# Text shown:

-*-*-

Therapeutic target for aggressive cancers discovered through CRISPR

The RNA-modifying protein METTL1 could be targeted to treat some types of aggressive cancers, including brain, blood and kidney.

DNA and cancer treatment in tube

A collaborative effort by the Wellcome Sanger Institute and the University of Cambridge, both UK, and Harvard University, US, has led to the identification of a protein that plays a key role in transforming normal tissue into cancer as a target for drug development. Finding drugs that block the RNA-modifying protein known as METTL1 could provide people with aggressive brain, blood, skin and kidney cancers new treatment options in the future.

The team, led Dr Konstantinos Tzelepis, had previously used CRISPR-Cas9 gene-editing technology to screen cancer for vulnerable points, identifying the METTL1 gene as a target. In this new study, the researchers have found that mutations in the METTL1 gene, which lead to higher levels of the METTL1 protein, cause the cells to replicate faster and transform into a cancerous state, thereby producing highly aggressive tumours. When the team inhibited the METTL1 protein by knocking out the gene, it stopped cancer cell growth while leaving the normal healthy cells unharmed – in both laboratory and mice models – suggesting it would be a good target for cancer treatments.

-*-*-

# Collected data:
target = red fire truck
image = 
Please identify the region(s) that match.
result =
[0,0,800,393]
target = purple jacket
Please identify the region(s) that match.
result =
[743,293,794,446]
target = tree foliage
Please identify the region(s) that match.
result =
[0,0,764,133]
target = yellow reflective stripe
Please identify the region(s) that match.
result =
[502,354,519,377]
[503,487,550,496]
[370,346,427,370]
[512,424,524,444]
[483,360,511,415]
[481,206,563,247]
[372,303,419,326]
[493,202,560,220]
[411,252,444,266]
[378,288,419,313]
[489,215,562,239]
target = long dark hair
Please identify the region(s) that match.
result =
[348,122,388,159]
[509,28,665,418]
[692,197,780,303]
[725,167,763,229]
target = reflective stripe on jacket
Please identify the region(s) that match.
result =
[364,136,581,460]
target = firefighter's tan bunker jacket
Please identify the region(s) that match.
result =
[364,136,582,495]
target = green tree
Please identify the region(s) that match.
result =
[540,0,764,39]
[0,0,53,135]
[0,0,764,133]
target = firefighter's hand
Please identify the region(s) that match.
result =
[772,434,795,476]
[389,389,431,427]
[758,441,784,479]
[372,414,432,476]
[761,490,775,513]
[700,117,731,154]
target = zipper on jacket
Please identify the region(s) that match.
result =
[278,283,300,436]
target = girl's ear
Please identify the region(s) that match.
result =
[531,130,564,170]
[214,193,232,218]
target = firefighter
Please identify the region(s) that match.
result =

-*-*-

According to the METTL1 article, what happened when the team inhibited the METTL1 protein by knocking out the gene? The rows are separate material unrelated to the METTL1 article.

# Exercise response:
It stopped cancer cell growth while leaving normal healthy cells unharmed, in both laboratory and mice models.